---- TEXTE PRÉSENTÉ

Qu’avez-vous fait pour tester l’hypothèse de l’héliotropisme sur le succès reproductif des fleurs?
Nous avons mesuré l’orientation des fleurs de trilles au début du printemps, puis nous les avons identifiées selon celle-ci (sud, nord, est, ouest). Par la suite, nous sommes retournés au moment de récolter les fruits et nous avons compté le nombre d’ovules fécondés et non fécondés (ce qui est facile à voir sous un binoculaire, puisque les ovules fécondés sont très gros par rapport à ceux non fécondés).
L’année d’après, nous avons refait la même expérience, mais nous avons fixé les trilles avec des tiges pour qu’ils restent orientés dans une position particulière pour la saison, pour tester le fitness associé à l’héliotropisme saisonnier. Des données montraient que l’orientation du trille reste plus ou moins constante tout le long de la saison. Il y a plusieurs types d’héliotropisme; certaines espèces s’orientent parallèlement ou perpendiculaire aux rayons du soleil, d’autres suivent le soleil tout au long de la journée ou restent relativement constantes une fois qu’elles ont acquis leur position; et finalement, certaines plantes suivent le soleil horizontalement ou verticalement au cours de la journée.
Dans le cas de notre étude, nous suggérons que les trilles acquièrent une position qui reste constante au cours de la saison, et donc, il s’agirait d’héliotropisme saisonnier qui procure un avantage reproducteur. Dans une prochaine étude, il serait intéressant de regarder plus précisément les mouvements journaliers du trille blanc pour voir s’il fait également de l’héliotropisme journalier.
Quel est le résultat le plus important de cette étude?
Bien que notre étude ne permet pas de déterminer les mécanismes sous-jacent qui expliquent l’avantage de fitness de l’héliotropisme saisonnier chez le trille blanc, il est intéressant de constater l’avantage biologique de s’orienter vers le sud.
L’héliotropisme n’est pas totalement strict chez le trille blanc; la majorité des fleurs s’oriente vers le sud, mais on observait également des trilles orientés vers l’est, l’ouest et le nord. Nous avons ainsi observé une augmentation de 12% d’ovules fécondés chez les trilles orientés vers le sud comparativement au nord.
Dans une prochaine étude, il serait intéressant de faire l’observation des pollinisateurs selon l’orientation du plant, quoique les trilles semblent avoir un bon succès reproducteur avec que quelques visites dans la saison (sur le terrain, on observait parfois seulement un pollinisateur dans la journée). Enfin, nos résultats suggèrent que potentiellement, d’autres plantes printanières des forêts tempérées font de l’héliotropisme, puisqu’il s’agit d’un environnement incertain et plus difficile (par exemple, une fois sur le terrain au début du mois de mai, il neigeait!).

--------

TÂCHE À RÉALISER 1.
D'après le texte sur le trille blanc, de combien la proportion d'ovules fécondés augmente-t-elle chez les trilles orientés vers le sud par rapport à ceux orientés vers le nord ?
TÂCHE À RÉALISER 2.
Reproduisez le texte sur le trille blanc, de « Qu’avez-vous fait pour » jusqu'à « ceux non fécondés). ».

---- EXTRAITS DES ENTRÉES

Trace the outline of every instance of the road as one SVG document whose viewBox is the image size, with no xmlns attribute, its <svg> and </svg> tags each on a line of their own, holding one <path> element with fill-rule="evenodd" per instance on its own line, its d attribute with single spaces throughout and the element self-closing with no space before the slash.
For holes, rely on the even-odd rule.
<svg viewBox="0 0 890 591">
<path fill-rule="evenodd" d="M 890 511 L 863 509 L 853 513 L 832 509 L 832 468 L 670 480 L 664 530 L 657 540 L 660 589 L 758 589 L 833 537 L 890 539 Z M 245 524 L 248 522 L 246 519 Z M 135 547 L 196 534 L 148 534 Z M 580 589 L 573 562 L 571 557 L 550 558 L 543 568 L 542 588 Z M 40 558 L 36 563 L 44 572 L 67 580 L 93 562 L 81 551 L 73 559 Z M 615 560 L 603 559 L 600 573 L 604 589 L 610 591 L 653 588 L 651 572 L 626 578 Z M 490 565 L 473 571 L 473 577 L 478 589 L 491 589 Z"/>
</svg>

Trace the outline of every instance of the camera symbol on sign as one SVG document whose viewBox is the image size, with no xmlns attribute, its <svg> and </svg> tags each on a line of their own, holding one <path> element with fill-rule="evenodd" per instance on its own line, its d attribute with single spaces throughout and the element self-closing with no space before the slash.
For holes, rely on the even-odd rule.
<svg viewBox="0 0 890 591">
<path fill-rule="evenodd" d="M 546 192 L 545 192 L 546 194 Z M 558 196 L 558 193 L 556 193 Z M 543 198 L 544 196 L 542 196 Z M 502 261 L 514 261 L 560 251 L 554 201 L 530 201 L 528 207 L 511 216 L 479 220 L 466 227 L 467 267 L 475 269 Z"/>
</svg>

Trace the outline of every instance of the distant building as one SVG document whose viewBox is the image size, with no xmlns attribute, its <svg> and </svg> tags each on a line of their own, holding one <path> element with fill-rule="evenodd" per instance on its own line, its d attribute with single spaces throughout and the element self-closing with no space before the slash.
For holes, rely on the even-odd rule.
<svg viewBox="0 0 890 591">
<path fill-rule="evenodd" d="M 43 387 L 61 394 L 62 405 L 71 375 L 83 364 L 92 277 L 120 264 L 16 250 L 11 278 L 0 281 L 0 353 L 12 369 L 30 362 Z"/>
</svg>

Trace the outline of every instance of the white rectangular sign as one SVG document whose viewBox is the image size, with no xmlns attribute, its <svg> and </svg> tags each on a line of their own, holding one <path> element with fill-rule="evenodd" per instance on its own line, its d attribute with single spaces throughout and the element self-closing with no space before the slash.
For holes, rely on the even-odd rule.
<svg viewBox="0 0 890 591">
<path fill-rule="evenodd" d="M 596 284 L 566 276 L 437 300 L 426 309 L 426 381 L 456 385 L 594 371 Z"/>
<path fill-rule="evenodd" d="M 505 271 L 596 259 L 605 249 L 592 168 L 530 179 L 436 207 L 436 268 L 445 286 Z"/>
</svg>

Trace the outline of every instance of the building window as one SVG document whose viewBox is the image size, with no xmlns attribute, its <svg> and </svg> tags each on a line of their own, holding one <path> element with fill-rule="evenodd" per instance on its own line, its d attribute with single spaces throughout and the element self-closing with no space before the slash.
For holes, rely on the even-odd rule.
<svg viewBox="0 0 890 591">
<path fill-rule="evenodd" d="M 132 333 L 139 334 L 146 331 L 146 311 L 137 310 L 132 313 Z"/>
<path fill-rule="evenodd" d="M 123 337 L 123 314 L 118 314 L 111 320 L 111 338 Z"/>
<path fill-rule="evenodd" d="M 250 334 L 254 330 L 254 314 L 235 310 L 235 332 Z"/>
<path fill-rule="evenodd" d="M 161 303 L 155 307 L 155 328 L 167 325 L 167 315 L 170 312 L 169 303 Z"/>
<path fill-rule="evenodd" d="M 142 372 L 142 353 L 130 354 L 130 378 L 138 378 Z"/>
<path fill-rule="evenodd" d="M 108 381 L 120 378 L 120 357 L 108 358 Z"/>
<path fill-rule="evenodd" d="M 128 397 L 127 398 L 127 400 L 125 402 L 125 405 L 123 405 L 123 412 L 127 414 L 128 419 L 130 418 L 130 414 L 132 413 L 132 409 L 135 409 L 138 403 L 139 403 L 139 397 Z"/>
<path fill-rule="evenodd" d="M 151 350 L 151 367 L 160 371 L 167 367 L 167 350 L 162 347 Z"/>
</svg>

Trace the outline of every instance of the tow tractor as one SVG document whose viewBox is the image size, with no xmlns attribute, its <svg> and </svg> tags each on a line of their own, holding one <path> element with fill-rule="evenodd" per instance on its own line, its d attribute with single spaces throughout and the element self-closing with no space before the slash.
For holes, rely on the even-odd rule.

--------

RÉSULTAT OBTENU 1.
Elle augmente de 12 %.

RÉSULTAT OBTENU 2.
Qu’avez-vous fait pour tester l’hypothèse de l’héliotropisme sur le succès reproductif des fleurs?
Nous avons mesuré l’orientation des fleurs de trilles au début du printemps, puis nous les avons identifiées selon celle-ci (sud, nord, est, ouest). Par la suite, nous sommes retournés au moment de récolter les fruits et nous avons compté le nombre d’ovules fécondés et non fécondés (ce qui est facile à voir sous un binoculaire, puisque les ovules fécondés sont très gros par rapport à ceux non fécondés).